(SHORT PROBLEM) Gather every line of the listing below that contains the word "bridge", treating uppercase and lowercase letters as distinct.

#### SUPPLIED MATERIAL

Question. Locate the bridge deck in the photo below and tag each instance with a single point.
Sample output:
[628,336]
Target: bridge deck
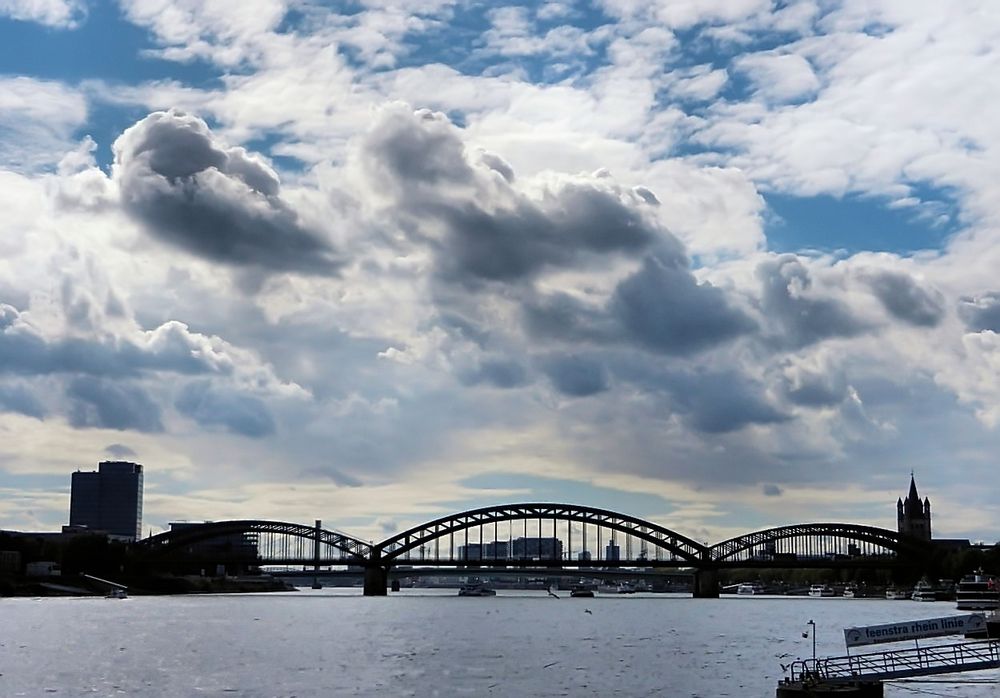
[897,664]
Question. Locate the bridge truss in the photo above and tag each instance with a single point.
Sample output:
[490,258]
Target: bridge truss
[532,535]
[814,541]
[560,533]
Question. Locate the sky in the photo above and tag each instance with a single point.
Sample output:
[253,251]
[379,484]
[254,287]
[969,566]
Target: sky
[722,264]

########
#### SUPPLIED MATERIAL

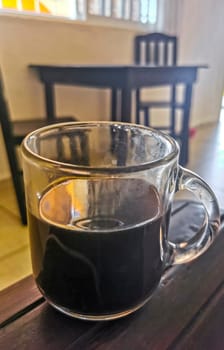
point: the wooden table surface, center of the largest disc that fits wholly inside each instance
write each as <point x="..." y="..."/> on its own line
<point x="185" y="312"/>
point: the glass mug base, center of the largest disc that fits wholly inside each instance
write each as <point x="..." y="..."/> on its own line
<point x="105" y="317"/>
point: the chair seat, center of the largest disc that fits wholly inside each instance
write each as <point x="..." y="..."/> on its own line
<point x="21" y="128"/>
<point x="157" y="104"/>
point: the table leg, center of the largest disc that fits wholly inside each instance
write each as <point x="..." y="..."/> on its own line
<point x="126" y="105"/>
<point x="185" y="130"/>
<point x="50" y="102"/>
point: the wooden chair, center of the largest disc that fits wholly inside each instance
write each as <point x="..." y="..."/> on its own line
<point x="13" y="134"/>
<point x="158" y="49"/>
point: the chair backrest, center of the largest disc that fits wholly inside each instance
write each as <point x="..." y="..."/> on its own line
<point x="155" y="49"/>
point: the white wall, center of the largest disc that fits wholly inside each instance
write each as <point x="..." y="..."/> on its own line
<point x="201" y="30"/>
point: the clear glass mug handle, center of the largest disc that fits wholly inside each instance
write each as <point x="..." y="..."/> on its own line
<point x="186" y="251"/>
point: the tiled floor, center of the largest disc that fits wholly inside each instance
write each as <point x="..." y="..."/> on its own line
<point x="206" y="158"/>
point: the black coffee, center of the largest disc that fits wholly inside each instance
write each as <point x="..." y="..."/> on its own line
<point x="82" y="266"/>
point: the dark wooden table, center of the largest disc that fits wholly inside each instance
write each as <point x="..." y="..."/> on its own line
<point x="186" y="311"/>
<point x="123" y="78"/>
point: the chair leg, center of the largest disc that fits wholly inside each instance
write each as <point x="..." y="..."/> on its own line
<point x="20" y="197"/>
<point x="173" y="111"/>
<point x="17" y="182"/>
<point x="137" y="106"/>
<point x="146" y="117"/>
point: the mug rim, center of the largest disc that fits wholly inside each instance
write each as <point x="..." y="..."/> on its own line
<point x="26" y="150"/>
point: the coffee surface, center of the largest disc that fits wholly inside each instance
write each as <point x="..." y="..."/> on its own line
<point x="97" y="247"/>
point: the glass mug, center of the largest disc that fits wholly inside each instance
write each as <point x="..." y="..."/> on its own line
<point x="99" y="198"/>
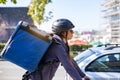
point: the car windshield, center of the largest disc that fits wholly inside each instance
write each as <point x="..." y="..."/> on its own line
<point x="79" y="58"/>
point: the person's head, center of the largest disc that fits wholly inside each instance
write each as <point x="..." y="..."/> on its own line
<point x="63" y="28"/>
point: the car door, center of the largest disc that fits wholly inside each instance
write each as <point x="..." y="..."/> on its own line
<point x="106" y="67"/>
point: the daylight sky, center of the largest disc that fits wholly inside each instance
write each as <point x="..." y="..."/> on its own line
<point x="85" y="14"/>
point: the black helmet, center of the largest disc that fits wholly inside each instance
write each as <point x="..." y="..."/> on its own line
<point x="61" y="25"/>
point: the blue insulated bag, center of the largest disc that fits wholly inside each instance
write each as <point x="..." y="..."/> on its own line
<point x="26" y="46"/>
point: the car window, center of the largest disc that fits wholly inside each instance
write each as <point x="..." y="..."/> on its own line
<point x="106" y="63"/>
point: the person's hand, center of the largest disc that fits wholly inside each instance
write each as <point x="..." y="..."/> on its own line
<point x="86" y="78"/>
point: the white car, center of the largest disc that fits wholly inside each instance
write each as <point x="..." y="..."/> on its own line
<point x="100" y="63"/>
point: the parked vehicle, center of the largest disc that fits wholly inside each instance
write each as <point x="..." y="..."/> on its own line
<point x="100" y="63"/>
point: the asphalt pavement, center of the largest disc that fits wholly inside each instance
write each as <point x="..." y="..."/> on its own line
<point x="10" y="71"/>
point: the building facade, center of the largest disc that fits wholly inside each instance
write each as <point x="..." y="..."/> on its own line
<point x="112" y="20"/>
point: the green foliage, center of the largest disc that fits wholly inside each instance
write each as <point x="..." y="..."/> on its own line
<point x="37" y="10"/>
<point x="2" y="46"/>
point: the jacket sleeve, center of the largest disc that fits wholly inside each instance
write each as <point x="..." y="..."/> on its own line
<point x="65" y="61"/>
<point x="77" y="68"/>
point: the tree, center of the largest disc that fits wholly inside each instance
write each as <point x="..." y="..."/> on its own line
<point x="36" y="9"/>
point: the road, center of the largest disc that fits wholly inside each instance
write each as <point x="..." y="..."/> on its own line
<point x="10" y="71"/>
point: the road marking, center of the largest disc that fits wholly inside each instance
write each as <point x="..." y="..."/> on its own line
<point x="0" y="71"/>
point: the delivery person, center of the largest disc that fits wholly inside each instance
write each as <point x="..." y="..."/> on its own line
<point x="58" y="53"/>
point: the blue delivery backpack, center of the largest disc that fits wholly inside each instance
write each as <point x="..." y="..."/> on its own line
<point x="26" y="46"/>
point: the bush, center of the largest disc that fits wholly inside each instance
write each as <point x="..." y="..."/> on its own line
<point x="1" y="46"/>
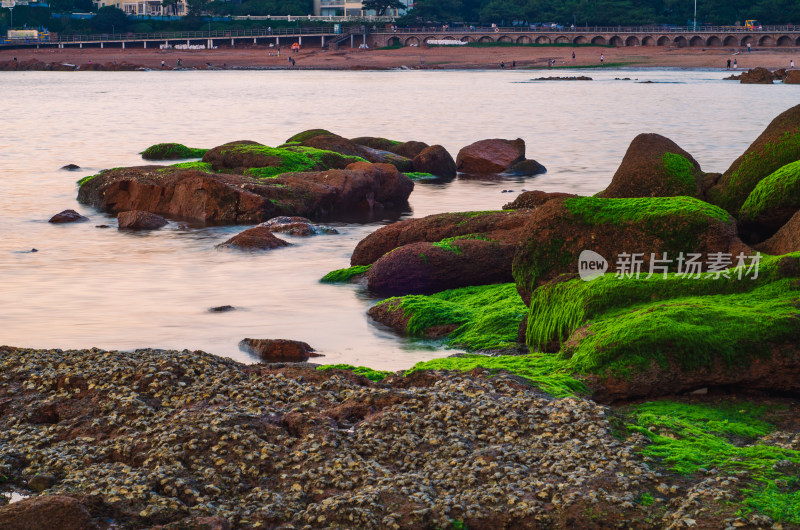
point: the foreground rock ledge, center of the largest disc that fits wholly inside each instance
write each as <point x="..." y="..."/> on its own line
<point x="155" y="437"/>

########

(RESPONSE)
Question. Locate the bridge deck in the photo below and tag each instance with a single point.
Target: bridge deck
Question. Locate the bridge truss in the photo above and tag each instance with a single point.
Target: bridge truss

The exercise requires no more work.